TEXT SHOWN:
* * *

Second, ironically, the Trump Administration’s reframing of these recurring criminal skirmishes as armed hostilities demanding military intervention makes its actions involving force – including those of the individual servicemembers – blatantly criminal. Both our troops and their commanders who enforce the law without express statutory authority (like the Insurrection Act) violate the Posse Comitatus Act and commit a criminal felony.
Third, the facts on the ground and at sea do not justify using the president’s extraordinary emergency powers at home or abroad. His exaggeration and outright fabrication of facts make his proffered legal defenses (that he has unreviewable authority to decide how and when to use the military, or that drug trafficking in international waters requires lethal force in self-defense) absurd and rightfully criticized. Both campaigns are terminally afflicted by the uncomfortable fact that legal prohibitions and norms governing the uses of military force are being ignored or stretched to their breaking point.
But while the American military puts boots on the ground on main street and bombs on target in the Caribbean and Pacific, its most important battle is largely unseen by the public. This third front is a layer of conflict less obvious than fighting crime and foreign drug-runners but is ultimately even more insidious and self-defeating. As a combat veteran and former career military lawyer (judge advocate, or “JAG”), I am disheartened because many of my former colleagues are ensnared as combatants on this third frontline.
The combatant on this third front is the military’s conscience, which is being torn by the commander-in-chief between two polarizing sets of duties. It is a fraying rope being stretched in a game of tug-of-war between the president pulling on one end and the military’s duty to support and defend the Constitution pulling on the other.
We could see this third frontline coming when Trump’s Inauguration Day fusillade of executive orders included his (and Defense Secretary Hegseth’s) sidelining of military lawyers viewed as “roadblocks” to aggressive and probably unlawful policies. Before their attack on JAGs, it was reasonable to assume that proposed military actions were thoroughly vetted by government lawyers. The more controversial the action, the more vetting it received. But the President has already declared that any legal interpretation he or the Attorney General may have on a subject (any subject) is the final and binding legal word within the executive branch. This systematic dismantling of consistent, accurate, objective, and forthright legal checks within the Pentagon and provided to the White House will continue to be a major part of the story of why the military will ultimately lose this war.
*****
The first front’s theater of operations is the domestic front. We might call this the “Making America Militarized Again” campaign.

* * *

Coordinate annotation records:

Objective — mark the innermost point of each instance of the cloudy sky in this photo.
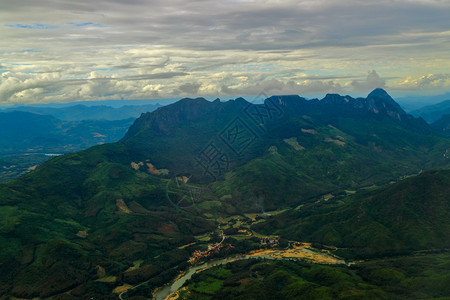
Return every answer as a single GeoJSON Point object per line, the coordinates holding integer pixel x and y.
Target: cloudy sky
{"type": "Point", "coordinates": [62, 50]}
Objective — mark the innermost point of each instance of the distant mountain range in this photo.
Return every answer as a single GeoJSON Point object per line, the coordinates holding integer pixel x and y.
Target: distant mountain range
{"type": "Point", "coordinates": [432, 113]}
{"type": "Point", "coordinates": [92, 222]}
{"type": "Point", "coordinates": [81, 112]}
{"type": "Point", "coordinates": [29, 132]}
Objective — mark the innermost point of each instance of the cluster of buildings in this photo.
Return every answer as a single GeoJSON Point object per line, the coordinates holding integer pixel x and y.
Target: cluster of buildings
{"type": "Point", "coordinates": [214, 248]}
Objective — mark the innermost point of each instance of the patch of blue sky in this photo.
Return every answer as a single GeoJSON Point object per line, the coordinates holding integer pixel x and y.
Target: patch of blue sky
{"type": "Point", "coordinates": [32, 26]}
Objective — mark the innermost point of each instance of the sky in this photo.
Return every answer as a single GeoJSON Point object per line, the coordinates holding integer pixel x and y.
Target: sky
{"type": "Point", "coordinates": [61, 50]}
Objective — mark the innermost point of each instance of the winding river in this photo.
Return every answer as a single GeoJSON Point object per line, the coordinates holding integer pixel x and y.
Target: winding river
{"type": "Point", "coordinates": [163, 292]}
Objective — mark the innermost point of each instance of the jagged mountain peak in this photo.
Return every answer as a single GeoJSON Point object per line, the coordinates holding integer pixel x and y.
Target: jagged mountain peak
{"type": "Point", "coordinates": [379, 92]}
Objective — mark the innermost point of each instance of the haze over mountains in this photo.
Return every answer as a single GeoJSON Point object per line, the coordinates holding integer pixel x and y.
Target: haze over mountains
{"type": "Point", "coordinates": [133, 211]}
{"type": "Point", "coordinates": [30, 132]}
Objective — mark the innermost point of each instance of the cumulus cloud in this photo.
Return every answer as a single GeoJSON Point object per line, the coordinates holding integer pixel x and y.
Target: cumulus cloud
{"type": "Point", "coordinates": [373, 81]}
{"type": "Point", "coordinates": [428, 81]}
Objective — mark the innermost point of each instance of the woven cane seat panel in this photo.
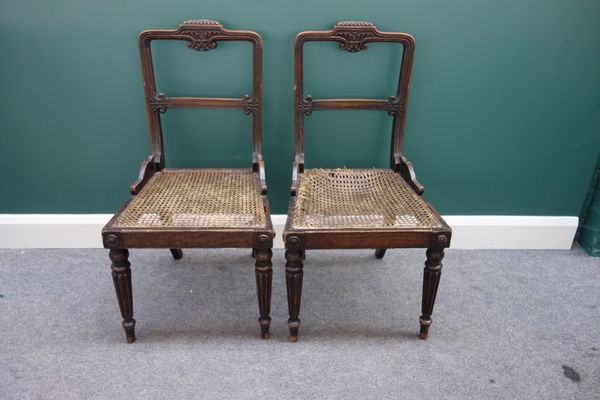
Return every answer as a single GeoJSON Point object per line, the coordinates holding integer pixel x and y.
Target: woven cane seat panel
{"type": "Point", "coordinates": [205, 198]}
{"type": "Point", "coordinates": [359, 198]}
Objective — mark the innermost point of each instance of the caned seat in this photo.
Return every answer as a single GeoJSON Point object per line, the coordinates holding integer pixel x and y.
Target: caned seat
{"type": "Point", "coordinates": [203, 207]}
{"type": "Point", "coordinates": [359, 198]}
{"type": "Point", "coordinates": [359, 208]}
{"type": "Point", "coordinates": [203, 198]}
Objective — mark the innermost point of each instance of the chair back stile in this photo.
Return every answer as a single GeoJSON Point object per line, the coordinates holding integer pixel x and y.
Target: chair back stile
{"type": "Point", "coordinates": [201, 35]}
{"type": "Point", "coordinates": [354, 36]}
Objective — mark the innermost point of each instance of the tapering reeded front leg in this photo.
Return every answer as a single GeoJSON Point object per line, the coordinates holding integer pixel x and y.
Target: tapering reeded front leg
{"type": "Point", "coordinates": [177, 253]}
{"type": "Point", "coordinates": [264, 274]}
{"type": "Point", "coordinates": [121, 273]}
{"type": "Point", "coordinates": [431, 280]}
{"type": "Point", "coordinates": [293, 279]}
{"type": "Point", "coordinates": [379, 253]}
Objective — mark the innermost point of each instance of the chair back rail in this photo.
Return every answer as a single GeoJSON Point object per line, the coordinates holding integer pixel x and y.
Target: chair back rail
{"type": "Point", "coordinates": [354, 36]}
{"type": "Point", "coordinates": [201, 35]}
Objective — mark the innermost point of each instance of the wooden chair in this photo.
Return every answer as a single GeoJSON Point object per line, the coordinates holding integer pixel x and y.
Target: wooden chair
{"type": "Point", "coordinates": [187, 208]}
{"type": "Point", "coordinates": [359, 208]}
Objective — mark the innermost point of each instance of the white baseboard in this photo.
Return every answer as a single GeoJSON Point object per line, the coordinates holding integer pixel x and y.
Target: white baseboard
{"type": "Point", "coordinates": [469, 232]}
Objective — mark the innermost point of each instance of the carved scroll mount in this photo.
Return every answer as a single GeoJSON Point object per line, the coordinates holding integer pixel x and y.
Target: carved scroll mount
{"type": "Point", "coordinates": [158, 102]}
{"type": "Point", "coordinates": [250, 105]}
{"type": "Point", "coordinates": [354, 35]}
{"type": "Point", "coordinates": [394, 106]}
{"type": "Point", "coordinates": [305, 105]}
{"type": "Point", "coordinates": [201, 39]}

* * *

EXERCISE SET:
#1 According to the military-law essay, why do troops and commanders who enforce the law commit a criminal felony? Please answer in one to three sentences.
#2 Carry the military-law essay forward from its final sentence about the "Making America Militarized Again" campaign.

RESPONSES TO THE EXERCISE:
#1 They enforce the law without express statutory authority, such as the Insurrection Act. Doing so violates the Posse Comitatus Act, which makes it a criminal felony.

#2
Since the beginning of June, President Trump has deployed both the National Guard and active military to the streets of Los Angeles and Washington, D.C. and attempted to do the same in Portland and Chicago, ostensibly to “protect” Department of Homeland Security agents as they aggressively enforce the country’s immigration laws. Trump has falsely described these cities as “war-ravaged” and protestors as “paid agitators” or even as “domestic terrorists.” Putting troops, most of whom are not sufficiently trained in how to safely manage civil conflict while protecting constitutional rights, on city streets is like using a hammer’s claw to pry apart stubbornly stuck Lego blocks: it is an aggressive overkill with a tool ill-suited for the job and more likely to cause self-harm than to successfully accomplish the intended task.
This historically abnormal effort is the current subject of intense litigation in the lower federal courts in California, Oregon, and Illinois. The Department of Justice claims either that the President’s decisions to use the military in this way are unreviewable by judges or that existing statutes provide him the authority required for these operations to be legal. So far, courts have temporarily restrained these deployments; in L.A., a federal judge ruled that the military violated the Posse Comitatus Act (PCA) by executing the nation’s criminal laws without an express statutory authority. The military, by acting as if they were police, manifested the fears that both the federalists and anti-federalists expressed prior to the Constitution’s ratification in 1787 and the concerns that compelled Congress to enact the PCA in 1878 following Reconstruction. In other words, every time a servicemember now guards a detained protestor, secures a perimeter around an I.C.E. facility, or uses non-lethal force to disperse crowds, he – along with his entire chain of command – commits a crime.
And what of the military lawyers who would be on the ground at a tactical headquarters advising commanders as they planned these law enforcement support operations? Secretary Hegseth has harbored an irrational animus toward “jagoffs” ever since he was a young Army National Guard captain assigned to an active-duty unit that has earned a reputation for gross violations of the rules of engagement and the laws of war. Since becoming Secretary of Defense, his animus has found multiple outlets: Not long after he was confirmed in office, Hegseth commissioned his own personal lawyer as a mid-grade Naval JAG officer to restructure how military lawyers function in the field. It is no coincidence that Hegseth plans to fill the DoJ’s shortage of immigration judges with hundreds of hastily-trained JAG officers. Almost certainly, these JAGs will be taken from units that would otherwise need them to craft rules for the use of force to regulate troops’ conduct in our streets and off our shores. This realignment of lawyers as America fights on two kinetic frontlines is either reckless and imprudent or deliberate and deceptive.
The second front’s theater of operations is the counter-narcoterrorism front.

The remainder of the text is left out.